> [Required task] Please quote every line word for word.

[Stored items from a collection]
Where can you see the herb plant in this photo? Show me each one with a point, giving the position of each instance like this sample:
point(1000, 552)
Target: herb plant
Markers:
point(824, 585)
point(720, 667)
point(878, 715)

> [Task response]
Where can you see the herb plant in this photo? Show me each one with a point, giving the position of each instance like this sample:
point(1000, 552)
Target: herb plant
Markers:
point(824, 585)
point(720, 667)
point(878, 715)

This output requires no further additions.